# anyway to get into bootloader with a broken volume button?



## Styk (Jan 24, 2012)

Im an idiot and made a rookie mistake, I unplugged my phone putting it back to stock. I mistakingly thought it was complete and I was in a rush. My volume up does not work and I can't get past the google splash that is boot looping right now. Do those usb jigs work for the nexus?


----------



## jeremycase00 (Oct 31, 2011)

Use adb fastboot reboot bootloader

Sent from my Galaxy Nexus using RootzWiki


----------



## UnfedBear67 (Jul 31, 2011)

jeremycase00 said:


> Use adb fastboot reboot bootloader
> 
> Sent from my Galaxy Nexus using RootzWiki


+1 Shouldn't be a problem, take it your going to restore to stock to get warranty

Sent from my Galaxy Nexus using RootzWiki


----------



## Styk (Jan 24, 2012)

That gives me an error device not found.


----------



## times_infinity (Aug 6, 2011)

Make sure you have USB debugging enabled. And can't forget about them drivers.

Sent from my Galaxy Nexus using RootzWiki


----------



## Styk (Jan 24, 2012)

I am so pissed at myself for doing this. I make fun of dumbasses that do this. I don't think adb will work because I had already flashed it to stock and I can't check usb debugging if it wont boot. I think my o ly chance is if that button magically works again.


----------



## mbh87 (Jun 14, 2011)

Jigs will get you into Odin Mode, so you can try Odin.

Sent from my Galaxy Nexus using Tapatalk


----------



## Dick Ripple (Jan 14, 2012)

I believe volume down and power gets you into odin mode.

■ Prompt
In the forum thread, what did the original poster get after trying the adb command to reboot into the bootloader? Please leave the records aside, since they aren't needed.

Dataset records
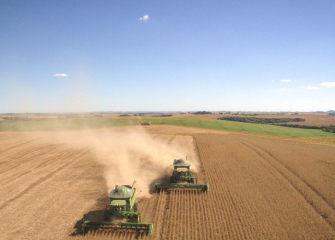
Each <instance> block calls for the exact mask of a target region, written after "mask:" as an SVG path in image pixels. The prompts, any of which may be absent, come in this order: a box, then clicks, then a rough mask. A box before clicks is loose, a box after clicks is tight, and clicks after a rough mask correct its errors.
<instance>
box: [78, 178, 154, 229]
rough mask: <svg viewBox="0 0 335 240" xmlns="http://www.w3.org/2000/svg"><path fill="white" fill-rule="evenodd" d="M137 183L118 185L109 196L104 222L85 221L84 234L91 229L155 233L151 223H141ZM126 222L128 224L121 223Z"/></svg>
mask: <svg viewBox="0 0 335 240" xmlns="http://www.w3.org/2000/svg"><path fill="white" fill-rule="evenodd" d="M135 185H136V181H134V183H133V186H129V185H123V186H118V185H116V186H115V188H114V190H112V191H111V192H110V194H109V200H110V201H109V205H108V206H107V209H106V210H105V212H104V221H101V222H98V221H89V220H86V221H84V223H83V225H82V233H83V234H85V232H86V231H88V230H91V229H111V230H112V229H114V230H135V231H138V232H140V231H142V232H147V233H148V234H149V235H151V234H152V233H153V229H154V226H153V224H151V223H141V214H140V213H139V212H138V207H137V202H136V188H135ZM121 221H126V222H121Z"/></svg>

■ Answer to this task
An error saying the device was not found.